** START Record extracts **
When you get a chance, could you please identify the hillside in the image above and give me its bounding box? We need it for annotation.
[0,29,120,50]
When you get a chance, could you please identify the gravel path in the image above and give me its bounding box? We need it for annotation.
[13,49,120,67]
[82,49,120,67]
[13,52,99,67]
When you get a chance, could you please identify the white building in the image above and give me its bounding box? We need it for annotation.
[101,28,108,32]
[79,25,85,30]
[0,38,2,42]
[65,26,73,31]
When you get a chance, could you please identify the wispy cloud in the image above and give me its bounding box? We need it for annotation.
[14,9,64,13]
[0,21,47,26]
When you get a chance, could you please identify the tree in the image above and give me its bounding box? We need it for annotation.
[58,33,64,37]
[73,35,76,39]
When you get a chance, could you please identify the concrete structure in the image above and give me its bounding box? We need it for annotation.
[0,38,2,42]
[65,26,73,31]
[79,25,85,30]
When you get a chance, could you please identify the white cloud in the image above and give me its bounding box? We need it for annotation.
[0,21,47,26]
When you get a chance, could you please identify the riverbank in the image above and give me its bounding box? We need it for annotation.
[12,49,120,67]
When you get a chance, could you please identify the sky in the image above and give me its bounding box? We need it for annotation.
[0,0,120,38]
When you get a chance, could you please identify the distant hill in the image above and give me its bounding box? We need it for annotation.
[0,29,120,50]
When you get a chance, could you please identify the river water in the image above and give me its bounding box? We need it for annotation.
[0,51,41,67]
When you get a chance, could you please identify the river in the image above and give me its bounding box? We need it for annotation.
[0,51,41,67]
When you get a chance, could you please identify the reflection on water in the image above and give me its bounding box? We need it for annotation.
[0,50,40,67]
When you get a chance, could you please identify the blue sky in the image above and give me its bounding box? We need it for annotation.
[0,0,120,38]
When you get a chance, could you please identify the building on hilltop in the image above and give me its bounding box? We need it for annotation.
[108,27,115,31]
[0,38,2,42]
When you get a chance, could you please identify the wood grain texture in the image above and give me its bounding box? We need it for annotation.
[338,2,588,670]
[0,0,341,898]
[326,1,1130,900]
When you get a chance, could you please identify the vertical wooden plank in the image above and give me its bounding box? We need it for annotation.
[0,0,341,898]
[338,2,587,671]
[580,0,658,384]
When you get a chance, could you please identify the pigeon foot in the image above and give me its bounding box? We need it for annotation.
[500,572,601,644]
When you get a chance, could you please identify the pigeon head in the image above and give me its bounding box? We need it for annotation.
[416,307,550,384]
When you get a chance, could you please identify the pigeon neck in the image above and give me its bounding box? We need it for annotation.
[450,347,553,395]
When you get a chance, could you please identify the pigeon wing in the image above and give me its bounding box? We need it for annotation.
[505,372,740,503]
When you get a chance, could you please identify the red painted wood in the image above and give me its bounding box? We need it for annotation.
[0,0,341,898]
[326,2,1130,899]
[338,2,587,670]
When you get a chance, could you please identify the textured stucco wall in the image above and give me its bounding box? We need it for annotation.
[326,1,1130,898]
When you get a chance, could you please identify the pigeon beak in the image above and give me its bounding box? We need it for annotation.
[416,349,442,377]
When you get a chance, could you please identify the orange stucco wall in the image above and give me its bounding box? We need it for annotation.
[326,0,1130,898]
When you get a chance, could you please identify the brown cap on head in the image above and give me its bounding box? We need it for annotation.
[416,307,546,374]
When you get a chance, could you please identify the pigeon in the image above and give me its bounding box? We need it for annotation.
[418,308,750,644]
** END Record extracts **
Copy out the data word for word, from the line that contains "the pigeon in" through the end of the data.

When you get a chance, could you please identify the pigeon in the image above and give me its bounding box? We need it for annotation.
[418,308,750,644]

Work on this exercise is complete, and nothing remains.